Brief:
The answer must consist only of the lines from the line with "compact form (68,173)." to the line with "compact form (604,163).", both included, exactly as they stand below.

Items from a dataset:

☆ ☆ ☆ ☆ ☆

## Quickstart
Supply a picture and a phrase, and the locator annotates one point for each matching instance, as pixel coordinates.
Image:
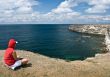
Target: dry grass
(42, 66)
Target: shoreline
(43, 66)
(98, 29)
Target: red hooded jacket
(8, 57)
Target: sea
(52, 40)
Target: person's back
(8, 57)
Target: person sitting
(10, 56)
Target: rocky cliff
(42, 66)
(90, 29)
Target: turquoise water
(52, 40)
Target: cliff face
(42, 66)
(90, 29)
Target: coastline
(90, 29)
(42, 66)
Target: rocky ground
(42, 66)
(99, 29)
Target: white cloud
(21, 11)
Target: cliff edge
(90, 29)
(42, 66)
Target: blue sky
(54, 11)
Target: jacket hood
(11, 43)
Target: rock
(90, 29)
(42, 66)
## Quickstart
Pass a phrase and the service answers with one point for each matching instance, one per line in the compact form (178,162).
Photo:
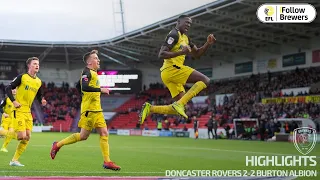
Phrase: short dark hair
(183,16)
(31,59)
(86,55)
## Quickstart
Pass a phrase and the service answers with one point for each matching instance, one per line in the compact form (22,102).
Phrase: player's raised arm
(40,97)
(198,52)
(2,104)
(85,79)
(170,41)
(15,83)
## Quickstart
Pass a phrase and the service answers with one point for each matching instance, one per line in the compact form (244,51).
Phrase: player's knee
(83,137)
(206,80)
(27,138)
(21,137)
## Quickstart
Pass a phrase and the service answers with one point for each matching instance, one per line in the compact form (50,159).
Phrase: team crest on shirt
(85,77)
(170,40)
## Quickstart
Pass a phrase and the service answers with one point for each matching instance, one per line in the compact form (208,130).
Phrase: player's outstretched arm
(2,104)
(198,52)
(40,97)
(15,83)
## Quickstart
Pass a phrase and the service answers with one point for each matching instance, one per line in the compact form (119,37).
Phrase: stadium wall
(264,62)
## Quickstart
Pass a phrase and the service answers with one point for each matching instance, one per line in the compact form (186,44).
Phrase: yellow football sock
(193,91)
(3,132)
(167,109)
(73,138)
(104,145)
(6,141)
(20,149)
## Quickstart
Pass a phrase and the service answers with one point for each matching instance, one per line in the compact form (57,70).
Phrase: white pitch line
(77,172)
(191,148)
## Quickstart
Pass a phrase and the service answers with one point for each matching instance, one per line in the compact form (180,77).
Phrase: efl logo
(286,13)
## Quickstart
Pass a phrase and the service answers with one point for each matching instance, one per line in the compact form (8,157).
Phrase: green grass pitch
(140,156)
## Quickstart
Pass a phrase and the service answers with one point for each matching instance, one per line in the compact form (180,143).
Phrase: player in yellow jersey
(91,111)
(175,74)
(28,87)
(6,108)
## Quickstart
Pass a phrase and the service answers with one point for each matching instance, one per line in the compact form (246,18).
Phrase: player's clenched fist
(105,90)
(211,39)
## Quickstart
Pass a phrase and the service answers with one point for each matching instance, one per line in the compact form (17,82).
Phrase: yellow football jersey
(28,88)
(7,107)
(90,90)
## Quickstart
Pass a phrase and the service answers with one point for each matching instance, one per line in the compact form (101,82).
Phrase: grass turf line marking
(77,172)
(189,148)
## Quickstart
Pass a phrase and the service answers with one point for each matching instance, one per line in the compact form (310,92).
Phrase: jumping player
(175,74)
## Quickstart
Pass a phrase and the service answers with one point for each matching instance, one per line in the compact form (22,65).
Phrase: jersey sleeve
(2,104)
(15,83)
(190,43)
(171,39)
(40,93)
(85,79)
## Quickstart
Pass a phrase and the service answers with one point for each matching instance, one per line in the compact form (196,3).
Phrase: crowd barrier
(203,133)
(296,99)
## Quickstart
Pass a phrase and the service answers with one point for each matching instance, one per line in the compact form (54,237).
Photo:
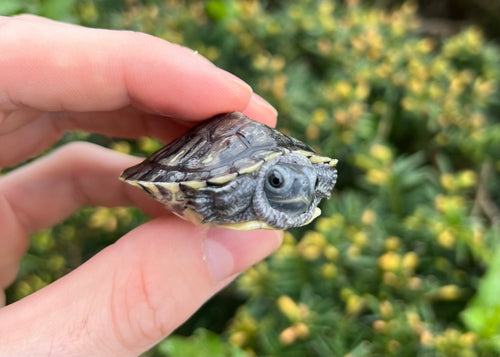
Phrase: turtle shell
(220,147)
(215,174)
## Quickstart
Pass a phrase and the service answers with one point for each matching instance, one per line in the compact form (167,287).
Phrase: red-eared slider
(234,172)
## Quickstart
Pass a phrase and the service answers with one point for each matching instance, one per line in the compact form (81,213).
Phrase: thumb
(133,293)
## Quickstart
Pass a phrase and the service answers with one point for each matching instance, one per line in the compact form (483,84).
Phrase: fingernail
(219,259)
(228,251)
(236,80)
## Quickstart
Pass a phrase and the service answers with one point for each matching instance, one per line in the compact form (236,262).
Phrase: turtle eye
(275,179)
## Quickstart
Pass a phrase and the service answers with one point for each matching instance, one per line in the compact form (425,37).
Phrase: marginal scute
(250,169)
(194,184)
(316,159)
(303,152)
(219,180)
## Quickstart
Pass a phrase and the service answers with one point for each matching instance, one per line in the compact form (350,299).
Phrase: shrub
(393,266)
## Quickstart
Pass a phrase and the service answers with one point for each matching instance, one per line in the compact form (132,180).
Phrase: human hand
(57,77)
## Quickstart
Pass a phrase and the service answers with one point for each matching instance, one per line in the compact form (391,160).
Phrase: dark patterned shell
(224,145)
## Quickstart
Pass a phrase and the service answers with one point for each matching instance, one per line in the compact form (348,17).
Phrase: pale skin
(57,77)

☆ ☆ ☆ ☆ ☆

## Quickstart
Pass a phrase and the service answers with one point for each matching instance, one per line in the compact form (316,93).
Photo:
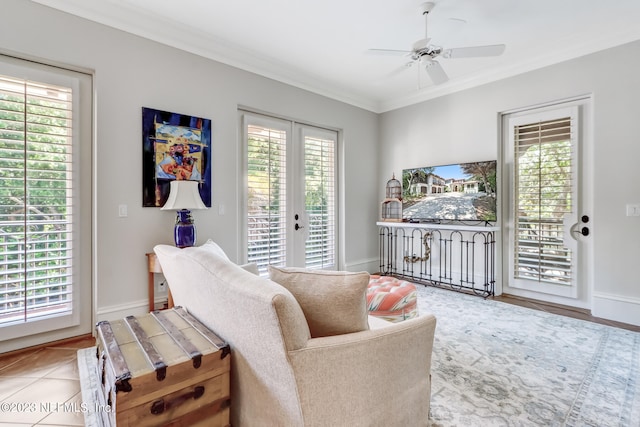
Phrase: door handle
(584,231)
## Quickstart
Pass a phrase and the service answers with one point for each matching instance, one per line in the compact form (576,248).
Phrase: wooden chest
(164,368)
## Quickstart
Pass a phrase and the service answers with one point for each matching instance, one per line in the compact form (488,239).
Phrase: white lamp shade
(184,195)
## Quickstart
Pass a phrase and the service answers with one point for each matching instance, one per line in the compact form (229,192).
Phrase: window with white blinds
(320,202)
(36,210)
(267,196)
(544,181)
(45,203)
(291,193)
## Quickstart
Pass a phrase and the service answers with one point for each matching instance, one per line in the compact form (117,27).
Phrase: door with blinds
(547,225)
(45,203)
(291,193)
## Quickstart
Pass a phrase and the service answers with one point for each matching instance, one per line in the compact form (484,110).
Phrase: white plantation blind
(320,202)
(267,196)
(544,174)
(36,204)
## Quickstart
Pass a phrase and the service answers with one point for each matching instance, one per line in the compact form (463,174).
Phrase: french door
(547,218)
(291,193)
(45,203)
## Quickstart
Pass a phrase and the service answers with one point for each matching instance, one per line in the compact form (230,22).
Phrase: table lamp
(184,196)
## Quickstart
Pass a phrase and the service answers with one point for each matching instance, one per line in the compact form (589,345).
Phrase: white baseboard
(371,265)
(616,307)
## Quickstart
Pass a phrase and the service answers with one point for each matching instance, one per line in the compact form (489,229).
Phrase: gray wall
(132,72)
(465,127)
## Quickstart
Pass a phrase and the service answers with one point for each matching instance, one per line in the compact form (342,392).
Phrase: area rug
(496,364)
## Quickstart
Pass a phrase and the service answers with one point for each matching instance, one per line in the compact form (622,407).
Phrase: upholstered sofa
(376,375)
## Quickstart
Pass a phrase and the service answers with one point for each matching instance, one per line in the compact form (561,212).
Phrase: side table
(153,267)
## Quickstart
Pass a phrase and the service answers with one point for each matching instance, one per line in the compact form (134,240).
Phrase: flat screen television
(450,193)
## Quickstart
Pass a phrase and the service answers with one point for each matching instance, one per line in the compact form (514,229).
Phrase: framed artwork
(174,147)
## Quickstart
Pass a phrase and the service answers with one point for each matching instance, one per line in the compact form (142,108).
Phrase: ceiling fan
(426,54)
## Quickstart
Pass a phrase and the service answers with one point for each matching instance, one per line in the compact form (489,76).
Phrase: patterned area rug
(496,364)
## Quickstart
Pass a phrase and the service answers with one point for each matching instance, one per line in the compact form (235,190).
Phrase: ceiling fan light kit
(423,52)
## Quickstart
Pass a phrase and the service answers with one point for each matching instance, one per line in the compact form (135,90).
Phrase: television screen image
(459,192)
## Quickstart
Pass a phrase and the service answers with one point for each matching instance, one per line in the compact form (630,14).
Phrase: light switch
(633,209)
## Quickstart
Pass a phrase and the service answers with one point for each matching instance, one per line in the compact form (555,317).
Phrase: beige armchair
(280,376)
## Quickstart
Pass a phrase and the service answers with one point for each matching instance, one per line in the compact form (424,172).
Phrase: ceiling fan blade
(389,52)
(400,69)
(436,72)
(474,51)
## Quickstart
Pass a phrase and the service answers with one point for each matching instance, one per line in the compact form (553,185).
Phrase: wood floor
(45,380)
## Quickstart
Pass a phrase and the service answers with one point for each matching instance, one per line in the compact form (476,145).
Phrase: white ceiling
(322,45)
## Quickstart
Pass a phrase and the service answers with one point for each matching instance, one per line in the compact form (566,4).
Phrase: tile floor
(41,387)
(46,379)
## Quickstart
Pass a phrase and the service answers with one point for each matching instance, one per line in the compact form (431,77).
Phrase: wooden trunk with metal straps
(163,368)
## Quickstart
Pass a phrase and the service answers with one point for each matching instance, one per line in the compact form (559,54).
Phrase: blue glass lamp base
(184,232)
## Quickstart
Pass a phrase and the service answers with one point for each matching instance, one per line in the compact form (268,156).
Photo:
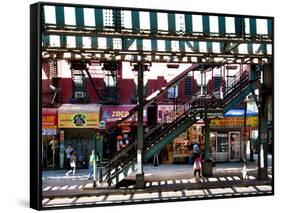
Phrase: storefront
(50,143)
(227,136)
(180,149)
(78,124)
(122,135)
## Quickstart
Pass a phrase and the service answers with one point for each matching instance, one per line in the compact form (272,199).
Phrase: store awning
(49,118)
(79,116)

☆ ☆ ☆ ☆ ☆

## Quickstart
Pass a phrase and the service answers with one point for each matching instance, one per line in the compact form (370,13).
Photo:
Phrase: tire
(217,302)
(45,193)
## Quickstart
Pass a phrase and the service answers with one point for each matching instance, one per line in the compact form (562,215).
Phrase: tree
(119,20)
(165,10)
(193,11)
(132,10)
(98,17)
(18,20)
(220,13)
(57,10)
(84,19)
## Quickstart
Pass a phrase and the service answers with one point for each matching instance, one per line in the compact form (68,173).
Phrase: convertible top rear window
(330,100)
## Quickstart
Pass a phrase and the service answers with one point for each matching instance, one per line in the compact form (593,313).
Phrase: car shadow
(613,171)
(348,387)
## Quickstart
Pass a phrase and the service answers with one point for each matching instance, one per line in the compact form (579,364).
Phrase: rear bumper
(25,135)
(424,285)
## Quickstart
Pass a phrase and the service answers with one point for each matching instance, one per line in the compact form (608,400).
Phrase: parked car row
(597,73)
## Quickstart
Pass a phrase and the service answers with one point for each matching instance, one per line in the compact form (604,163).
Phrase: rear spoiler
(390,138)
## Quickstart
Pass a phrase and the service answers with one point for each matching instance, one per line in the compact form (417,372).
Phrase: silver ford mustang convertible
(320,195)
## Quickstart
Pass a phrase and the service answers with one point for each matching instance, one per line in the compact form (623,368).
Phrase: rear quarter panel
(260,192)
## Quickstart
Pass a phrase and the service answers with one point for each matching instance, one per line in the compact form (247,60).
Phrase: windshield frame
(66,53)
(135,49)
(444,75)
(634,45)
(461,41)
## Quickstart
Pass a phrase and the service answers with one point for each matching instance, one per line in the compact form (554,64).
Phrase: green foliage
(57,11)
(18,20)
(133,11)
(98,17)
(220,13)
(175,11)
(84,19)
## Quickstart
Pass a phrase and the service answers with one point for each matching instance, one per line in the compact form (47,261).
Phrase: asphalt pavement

☆ ☆ ☆ ☆ ☆

Answer box:
Pass a phrase and the service answers with one point for each matching instance, one per line in the compact form (68,173).
Phrase: convertible top rear window
(330,100)
## Quickstart
Pass a phrase and the service answers with one point for each matching instance, one per line in the compact form (593,313).
Phrase: car shadow
(613,171)
(348,387)
## Quickstart
Pass a phrase and the service answers with one point for each matching instance, one per line in the compact form (579,364).
Phrase: rear bumper
(25,135)
(424,285)
## Quickstart
Pass a phrase and the service answers with one point for each matching instance, one per line in the compact form (608,400).
Phrase: parked car row
(597,73)
## Quickstart
Pass a phrase and the service answers with one point for each matching instance, one per line in the compact form (604,163).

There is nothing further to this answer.